Aprendi muito, no pouco tempo que tive o prazer de partilhar contigo, mais um almoço na "minha" tabanca.
Ali, todas as quartas feiras, aprendo algo de novo e vivêncio momentos lindos de amizade, fraternidade e convívio... e desejos de regresso a um passado que teimávamos em esconder, talvez por medo... talvez por receio da incompreensão...talvez porque querermos esconder aquilo que não pode ser escondido, porque faz parte intrínseca de nós e como tal por mais que queiramos, não pode ser abafado, sob o risco de ficarmos doidos e stressados.
Explode-se, fala-se de coisas há muito abafadas na mente e pronto! respiramos fundo. Ali onde alguém passou por cenas muito próximas, nos compreende e partilha, nos estimula a continuar porque nos compreende como ninguém.
^^^^
DETALHES DO EXERCÍCIO ::
Responda a estas perguntas com base no texto fornecido:
(a) Em que dia da semana se realiza o almoço na tabanca?
(b) Que risco se corre ao abafar aquilo que faz parte intrínseca de nós?
(c) O que fazemos depois de falar de coisas há muito abafadas na mente?
Os dados não intervêm em nada neste exercício.

Entradas de anotação de imagens:
^^^^
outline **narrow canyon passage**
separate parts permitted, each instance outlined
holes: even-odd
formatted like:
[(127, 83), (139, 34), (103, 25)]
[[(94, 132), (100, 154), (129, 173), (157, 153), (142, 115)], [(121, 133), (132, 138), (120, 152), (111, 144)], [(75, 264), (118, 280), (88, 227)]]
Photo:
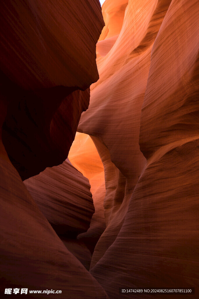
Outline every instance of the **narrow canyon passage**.
[(198, 2), (0, 2), (1, 298), (198, 297)]

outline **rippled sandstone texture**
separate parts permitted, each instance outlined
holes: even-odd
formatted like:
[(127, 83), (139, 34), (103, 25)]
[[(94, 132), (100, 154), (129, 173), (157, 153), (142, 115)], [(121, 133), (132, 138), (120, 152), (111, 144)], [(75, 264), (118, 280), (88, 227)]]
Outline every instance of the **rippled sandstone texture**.
[(180, 286), (198, 296), (197, 1), (107, 0), (102, 11), (100, 79), (78, 129), (104, 168), (107, 228), (90, 272), (112, 299)]
[[(62, 291), (27, 298), (107, 298), (71, 253), (74, 243), (62, 242), (21, 179), (67, 158), (88, 107), (90, 86), (98, 78), (95, 44), (104, 26), (99, 3), (8, 0), (1, 2), (0, 14), (1, 298), (7, 296), (5, 288), (24, 288)], [(81, 224), (73, 224), (78, 232), (87, 229), (94, 211), (87, 181), (79, 178), (82, 193), (87, 190), (81, 207), (87, 199), (90, 203), (86, 216), (79, 214), (80, 231)], [(72, 218), (77, 218), (77, 210)], [(51, 222), (59, 217), (64, 226), (57, 211), (53, 216), (49, 206), (45, 211)], [(77, 248), (84, 246), (77, 244), (80, 260)]]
^^^^
SOLUÇÃO DA TAREFA ::
(a) Todas as quartas-feiras.
(b) O risco de ficarmos doidos e stressados.
(c) Respiramos fundo.